Provided records |
■ ■ ■

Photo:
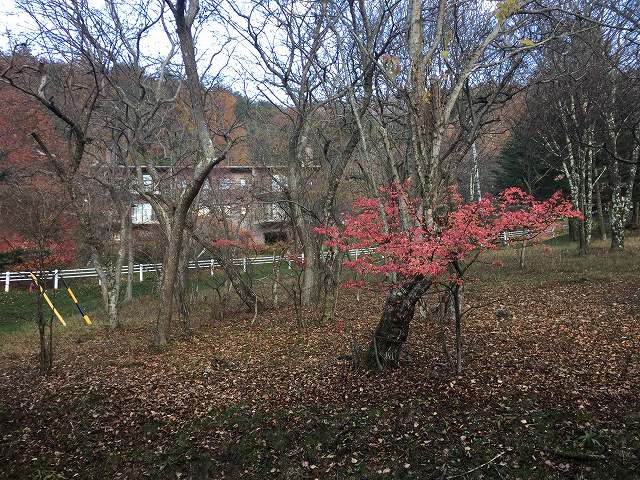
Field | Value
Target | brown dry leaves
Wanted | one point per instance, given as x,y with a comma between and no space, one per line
271,401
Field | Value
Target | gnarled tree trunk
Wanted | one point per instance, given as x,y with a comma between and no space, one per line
393,328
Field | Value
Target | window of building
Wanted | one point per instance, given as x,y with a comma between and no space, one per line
142,213
147,182
278,182
274,212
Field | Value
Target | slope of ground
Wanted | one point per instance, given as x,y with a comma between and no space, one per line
551,393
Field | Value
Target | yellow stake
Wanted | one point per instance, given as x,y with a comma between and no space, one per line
46,297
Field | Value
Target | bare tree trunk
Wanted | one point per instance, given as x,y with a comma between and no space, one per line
182,287
109,272
457,317
600,213
393,328
45,331
169,276
130,257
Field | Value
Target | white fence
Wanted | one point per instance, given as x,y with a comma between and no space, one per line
142,268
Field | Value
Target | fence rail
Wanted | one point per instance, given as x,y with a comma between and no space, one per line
140,269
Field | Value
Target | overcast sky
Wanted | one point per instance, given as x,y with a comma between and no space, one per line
240,57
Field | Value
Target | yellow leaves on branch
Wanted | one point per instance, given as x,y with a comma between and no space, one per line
505,9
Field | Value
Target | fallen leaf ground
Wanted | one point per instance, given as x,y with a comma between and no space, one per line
553,392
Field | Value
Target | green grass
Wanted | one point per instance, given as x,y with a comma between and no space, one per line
18,306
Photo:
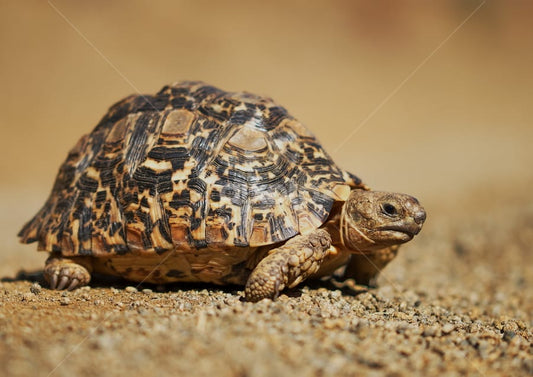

■ ■ ■

Activity |
Out of the records, collect only those lines that contain the string "fence".

Exercise response |
Target | white fence
Target | fence rail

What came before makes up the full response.